----- Supplied material -----

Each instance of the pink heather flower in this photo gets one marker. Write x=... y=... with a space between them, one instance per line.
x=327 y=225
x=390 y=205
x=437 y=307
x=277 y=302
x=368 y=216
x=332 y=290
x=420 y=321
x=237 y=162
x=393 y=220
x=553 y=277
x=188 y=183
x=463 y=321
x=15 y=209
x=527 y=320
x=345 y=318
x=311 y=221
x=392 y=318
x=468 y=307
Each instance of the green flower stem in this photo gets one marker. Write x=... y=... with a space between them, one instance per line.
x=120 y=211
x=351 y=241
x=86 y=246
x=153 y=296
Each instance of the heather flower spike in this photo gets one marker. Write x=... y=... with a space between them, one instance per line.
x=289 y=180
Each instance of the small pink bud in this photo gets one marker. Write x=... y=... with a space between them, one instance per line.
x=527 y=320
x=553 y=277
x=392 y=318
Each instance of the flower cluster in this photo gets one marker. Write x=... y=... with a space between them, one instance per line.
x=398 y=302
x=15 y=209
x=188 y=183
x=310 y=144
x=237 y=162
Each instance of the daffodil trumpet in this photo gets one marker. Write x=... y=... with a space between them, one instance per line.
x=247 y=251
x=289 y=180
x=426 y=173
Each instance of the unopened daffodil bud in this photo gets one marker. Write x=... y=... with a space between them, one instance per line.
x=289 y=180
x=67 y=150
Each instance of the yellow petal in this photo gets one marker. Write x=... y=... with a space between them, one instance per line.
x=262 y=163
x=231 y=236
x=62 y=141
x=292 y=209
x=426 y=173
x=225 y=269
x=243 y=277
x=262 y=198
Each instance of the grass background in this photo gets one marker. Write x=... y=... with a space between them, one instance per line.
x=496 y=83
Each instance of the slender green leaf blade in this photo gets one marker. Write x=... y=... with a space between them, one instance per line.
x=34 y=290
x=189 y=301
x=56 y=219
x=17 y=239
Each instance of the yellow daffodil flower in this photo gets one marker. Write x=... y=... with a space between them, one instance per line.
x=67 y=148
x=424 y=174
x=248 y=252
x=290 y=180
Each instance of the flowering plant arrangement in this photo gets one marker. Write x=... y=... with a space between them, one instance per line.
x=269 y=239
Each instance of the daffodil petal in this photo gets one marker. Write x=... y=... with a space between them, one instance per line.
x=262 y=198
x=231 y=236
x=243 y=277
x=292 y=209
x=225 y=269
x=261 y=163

-----

▶ Aim: Repeat all of the data above word for word, line by line.

▶ Solved problem:
Each instance of the pink heather flower in this photo gets one marker. Write x=... y=... with a space between them, one instance per line.
x=327 y=225
x=390 y=205
x=437 y=307
x=277 y=302
x=368 y=216
x=332 y=290
x=420 y=321
x=237 y=162
x=393 y=220
x=553 y=277
x=188 y=183
x=463 y=321
x=15 y=209
x=527 y=320
x=345 y=318
x=311 y=221
x=392 y=318
x=468 y=307
Each instance of the green flower stem in this photo gets one marker. Write x=... y=... with a space between them, one instance per line.
x=120 y=211
x=351 y=241
x=86 y=246
x=153 y=296
Each instance of the heather flower spike in this photo gets one marker. Write x=... y=... with a space between them, one instance per line.
x=289 y=180
Each instance of the small pink bud in this photo gets one marker. Write x=... y=... with a space between them, one instance per line.
x=527 y=320
x=553 y=277
x=392 y=318
Each instance of the flower cluster in this photo gets one marker. Write x=... y=... with a space between them, one instance per line.
x=398 y=302
x=15 y=209
x=188 y=183
x=310 y=144
x=237 y=162
Each instance of the daffodil trumpet in this photo gets one marker. Write x=... y=... with a space between them, one instance per line.
x=247 y=251
x=289 y=180
x=426 y=173
Each instance of the unopened daffodil bud in this photo gets one marker. Write x=... y=... with a space between them, one instance per line.
x=289 y=180
x=67 y=150
Each instance of the yellow petal in this photo gets one marker. Write x=... y=... with a space between them, one instance per line.
x=262 y=163
x=231 y=236
x=62 y=141
x=292 y=209
x=426 y=173
x=225 y=269
x=243 y=277
x=262 y=198
Each instance of the grass background in this photo gets one marker. Write x=... y=... with a space between them, one instance per line.
x=496 y=83
Each instance of the slender green leaf blade in this photo gets one marker. Write x=... y=... with a space between them, one instance per line.
x=34 y=290
x=189 y=301
x=56 y=219
x=17 y=239
Each instance of the yellow daffodil flower in this photo gets one marker. Write x=... y=... with a space between them, one instance per line.
x=67 y=148
x=424 y=174
x=248 y=252
x=290 y=180
Each instance of the flowering plant arrangement in this photo gets one marker. Write x=... y=... with a space between them, one instance per line.
x=269 y=239
Each instance of the daffodil petal in this photo gets one marker. Write x=... y=... with a space between them, one instance per line.
x=262 y=198
x=231 y=236
x=243 y=277
x=292 y=209
x=225 y=269
x=261 y=163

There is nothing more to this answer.